CONSIGNE —
Convertissez en tableau Markdown tout ce qui va de la ligne contenant « Please place a point on every instance of the windshield » jusqu'à la fin des enregistrements, bornes comprises, en omettant les lignes vides. Prévoyez une colonne Numéro pour le numéro de rang et une colonne Ligne pour le texte de chaque ligne.
----- DONNÉES SOURCES
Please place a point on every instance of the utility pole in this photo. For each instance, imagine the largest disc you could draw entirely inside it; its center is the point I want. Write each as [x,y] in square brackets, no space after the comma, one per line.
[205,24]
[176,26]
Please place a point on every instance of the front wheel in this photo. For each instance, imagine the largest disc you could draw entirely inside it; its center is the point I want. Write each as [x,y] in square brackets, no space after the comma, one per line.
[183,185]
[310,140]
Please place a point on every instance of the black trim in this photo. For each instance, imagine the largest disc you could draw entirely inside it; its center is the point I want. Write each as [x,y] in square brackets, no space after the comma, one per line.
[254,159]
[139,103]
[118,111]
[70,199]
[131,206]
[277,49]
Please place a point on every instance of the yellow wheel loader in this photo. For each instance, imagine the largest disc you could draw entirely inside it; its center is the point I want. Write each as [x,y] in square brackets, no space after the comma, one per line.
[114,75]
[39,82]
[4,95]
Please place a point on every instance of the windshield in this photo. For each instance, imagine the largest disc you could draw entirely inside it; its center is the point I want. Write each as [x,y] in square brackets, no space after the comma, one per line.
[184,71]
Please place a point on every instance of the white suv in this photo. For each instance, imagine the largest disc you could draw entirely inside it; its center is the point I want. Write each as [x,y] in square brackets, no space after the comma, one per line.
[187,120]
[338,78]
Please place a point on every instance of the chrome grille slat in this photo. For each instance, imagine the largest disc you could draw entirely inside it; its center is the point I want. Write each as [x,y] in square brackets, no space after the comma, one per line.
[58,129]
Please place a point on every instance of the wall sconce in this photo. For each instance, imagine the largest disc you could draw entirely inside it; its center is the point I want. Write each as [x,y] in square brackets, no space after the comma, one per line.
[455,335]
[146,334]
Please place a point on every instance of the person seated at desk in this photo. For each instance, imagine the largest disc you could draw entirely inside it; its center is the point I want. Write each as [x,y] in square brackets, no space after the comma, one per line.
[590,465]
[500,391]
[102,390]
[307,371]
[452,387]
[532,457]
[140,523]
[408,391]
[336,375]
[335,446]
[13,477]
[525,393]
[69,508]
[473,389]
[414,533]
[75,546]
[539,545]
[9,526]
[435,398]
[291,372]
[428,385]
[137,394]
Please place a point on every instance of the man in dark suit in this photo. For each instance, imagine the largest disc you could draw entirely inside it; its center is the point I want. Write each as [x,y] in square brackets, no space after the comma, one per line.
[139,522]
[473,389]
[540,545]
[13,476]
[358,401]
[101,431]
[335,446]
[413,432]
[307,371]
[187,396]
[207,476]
----------
RÉPONSE —
| Numéro | Ligne |
|---|---|
| 1 | Please place a point on every instance of the windshield in this photo. For each instance, imagine the largest disc you could draw entirely inside it; its center is the point I want. Write each as [x,y] in square brackets, no space after the comma, one per line. |
| 2 | [184,71] |
| 3 | Please place a point on every instance of the white suv in this photo. For each instance, imagine the largest disc you could draw entirely inside it; its center is the point I want. Write each as [x,y] in square brackets, no space after the comma, one per line. |
| 4 | [187,120] |
| 5 | [338,78] |
| 6 | Please place a point on every instance of the chrome grille slat in this photo. For each instance, imagine the largest disc you could draw entirely inside it; its center is the point I want. Write each as [x,y] in square brackets, no space after the comma, one per line. |
| 7 | [58,129] |
| 8 | Please place a point on every instance of the wall sconce in this photo. For each instance, imagine the largest disc you could draw entirely inside it; its center is the point I want. Write each as [x,y] in square brackets, no space after the comma, one per line. |
| 9 | [455,335] |
| 10 | [146,334] |
| 11 | Please place a point on every instance of the person seated at desk in this photo. For each instance, imagine the largest disc you could draw entirely inside it; its center is the point I want. Write each as [x,y] in square brackets, no space after the comma, one per line. |
| 12 | [590,465] |
| 13 | [500,391] |
| 14 | [102,390] |
| 15 | [307,371] |
| 16 | [452,387] |
| 17 | [532,457] |
| 18 | [140,523] |
| 19 | [408,391] |
| 20 | [336,375] |
| 21 | [335,446] |
| 22 | [13,477] |
| 23 | [525,393] |
| 24 | [69,508] |
| 25 | [473,389] |
| 26 | [414,533] |
| 27 | [75,546] |
| 28 | [539,545] |
| 29 | [9,526] |
| 30 | [435,398] |
| 31 | [291,372] |
| 32 | [428,385] |
| 33 | [137,394] |
| 34 | Please place a point on every instance of the man in dark suit in this photo. For each instance, imagine the largest disc you could draw entirely inside it; its center is the point I want. Write each as [x,y] in square brackets, no space after the comma, one per line. |
| 35 | [139,522] |
| 36 | [473,389] |
| 37 | [540,545] |
| 38 | [13,476] |
| 39 | [358,401] |
| 40 | [101,431] |
| 41 | [335,446] |
| 42 | [413,432] |
| 43 | [307,371] |
| 44 | [187,396] |
| 45 | [207,476] |